** Reading passage follows **
We grew market share this past quarter. Our market share was up on men’s and women’s. We were up 2 points on men’s to 22%. That is more than double the number two brand in the marketplace. And on women’s, if you’ll forgive me for a moment, I’m going to take a little victory lot here. We took market share leadership for the first time in the 12 years that I’ve been here and the first time probably in decades, with one share point of growth to 7%, we were the only major brand to grow share in women’s. We are also — we maintained share leadership with our key 18 to 30 year old, which is our target consumer, and we gained one share point in the premium tier kind of which is $60 and up, again speaking to the strength of our mainline business, where we are also the market leader.
** End of Reading passage **
◆ Things to do:
- a) In the passage on market share, set down the words from "We grew market" to "the market leader.".
- b) According to the passage on market share, what was the brand's share in men's after the quarter?
- c) Extend the passage on market share, starting after its final sentence.
The listing comes from a separate source.
** Entries shown follows **
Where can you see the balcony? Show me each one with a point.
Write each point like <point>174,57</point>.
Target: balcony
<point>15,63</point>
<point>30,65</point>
** End of Entries shown **
◆ Answers for the tasks:
- a)
We grew market share this past quarter. Our market share was up on men’s and women’s. We were up 2 points on men’s to 22%. That is more than double the number two brand in the marketplace. And on women’s, if you’ll forgive me for a moment, I’m going to take a little victory lot here. We took market share leadership for the first time in the 12 years that I’ve been here and the first time probably in decades, with one share point of growth to 7%, we were the only major brand to grow share in women’s. We are also — we maintained share leadership with our key 18 to 30 year old, which is our target consumer, and we gained one share point in the premium tier kind of which is $60 and up, again speaking to the strength of our mainline business, where we are also the market leader.

- b) It rose 2 points to 22%.

- c)
Europe, real quickly, we don’t have nearly as much information on market size. We don’t get it. We get that data annually and same with market share. But I suspect picture is probably pretty similar. Excluding Russia, as you heard in the prepared remarks, Europe was up 2%. That’s coming off of a 15% base. And the picture is pretty similar, DTC very, very strong. Our DTC business was — excluding Russia, was up double digits. Traffic is still up mid-single digits in our own channels and comps are up double digits in Europe. Our second half comparison, by the way, get much easier, both in Europe and in the U.S. And so, that is kind of a tailwind from us from a numbers standpoint. But in Europe, we are also seeing softness in U.S. — in Europe wholesale.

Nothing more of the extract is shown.